> [Page text]
--------------------------------------------------

Shut Up and Eat Your Spinach
As per my prior post on this subject, cap-and-trade advocates are beginning to promote the argument that it will cost nothing to force hundreds of millions of people in the U.S. to use less gas. Ezra Klein, citing a post by Grist contributor Dave Roberts, says this of cap-and-trade:
This, in the short-term, makes gasoline more expensive. That’s the point of it. There are a variety of ways to compensate people for making gasoline more expensive, but gasoline will still be more expensive. That’s going to make cap and trade a tough sell. But that doesn’t mean it will be bad for the economy, or bad for people in general. Money not spent on gasoline is money spent on other things. As carbon-intensive products become pricier, other products will become cheaper. Lots of good stuff will happen, and my sense is that a move away from oil will actually entail significant lifestyle benefits. That’s why I talk about transit and food policy a lot. Transit is awesome. Not sitting in traffic makes people happier. Riding on subways is fun. Biking is a joy. Meat consumption is another major carbon issue, but here again, a diet where red meat was relatively more expensive and vegetables and grains relatively less would be healthier for us. It would mean fewer cardiovascular surgeries and less time watching loved ones breathe through a tube. It would free up health care money to spend on other things.

--------------------------------------------------

> [Data shown]
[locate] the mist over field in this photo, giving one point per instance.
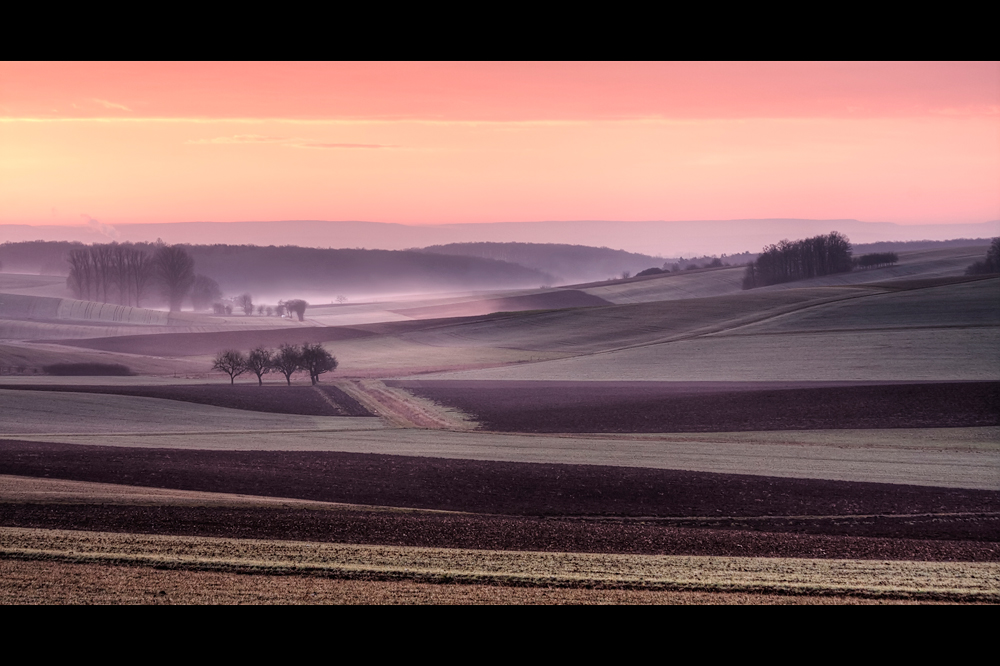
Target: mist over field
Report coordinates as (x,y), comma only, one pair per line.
(500,332)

--------------------------------------------------

> [Exercise goal]
Continue the post about cap-and-trade and the cost of gasoline, starting right after its final sentence.

> [Task output]
It is unclear whether he means that the direct economic costs of rationing emissions (what cap-and-trade means) minus the costs that would otherwise be caused by global warming will be zero or lower, or simply that the direct economic costs of rationing emissions will be zero or lower, but I think the natural reading of the paragraph is the latter. Certainly the latter is the (approximate) position of the linked Dave Roberts post with which Ezra says he agrees. Dave Roberts says that “even the pessimistic economic models shaping debate in D.C. show a very small hit to the economy from a cap-and-trade system”. In order to support this, he links to a study by those cap-and-trade pessimists, the Environmental Defense Fund.
This whole argument is nonsense. In my prior post, I link to various studies by the actual experts (many of them compiled by the IPCC) that go through the math in some detail. But consider this at a common-sense level: you are forcing people, through rationing, to use something like 80% less of a substance that they choose to use because they believe that it creates net economic utility (prior to externalities) as compared to any available alternative. There is a respectable (though as I’ve argued in many articles, incorrect) argument that the negative externalities outweigh all those private benefits, but it’s crazy to assert that the private benefits are zero, which is what Klein and Roberts are saying. Call it economic denialism.
You are left arguing this idea of “raised consciousness”: if only these fat, lazy, Whopper-eating, SUV-driving proles could be forced to ride bikes to work, eat different foods and take trains on vacation, then they would realize that they are better off. They’re just too stupid to know it.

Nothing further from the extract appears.